### Exercise materials

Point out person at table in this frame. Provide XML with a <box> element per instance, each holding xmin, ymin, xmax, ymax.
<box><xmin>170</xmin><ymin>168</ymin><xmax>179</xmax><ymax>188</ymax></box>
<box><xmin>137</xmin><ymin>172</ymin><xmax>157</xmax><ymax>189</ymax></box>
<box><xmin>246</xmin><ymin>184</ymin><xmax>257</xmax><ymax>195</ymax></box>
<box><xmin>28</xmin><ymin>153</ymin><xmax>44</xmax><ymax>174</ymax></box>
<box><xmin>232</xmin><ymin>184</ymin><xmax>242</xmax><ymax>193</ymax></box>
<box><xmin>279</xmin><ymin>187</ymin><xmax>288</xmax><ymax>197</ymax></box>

### How to complete this task
Each entry shown above must be retyped word for word.

### Exercise output
Point out person at table in this frame. Provide XML with a <box> element per instance, each holding xmin, ymin, xmax, ymax.
<box><xmin>170</xmin><ymin>168</ymin><xmax>179</xmax><ymax>188</ymax></box>
<box><xmin>137</xmin><ymin>172</ymin><xmax>157</xmax><ymax>189</ymax></box>
<box><xmin>246</xmin><ymin>184</ymin><xmax>257</xmax><ymax>195</ymax></box>
<box><xmin>28</xmin><ymin>153</ymin><xmax>44</xmax><ymax>174</ymax></box>
<box><xmin>232</xmin><ymin>184</ymin><xmax>242</xmax><ymax>193</ymax></box>
<box><xmin>279</xmin><ymin>187</ymin><xmax>288</xmax><ymax>197</ymax></box>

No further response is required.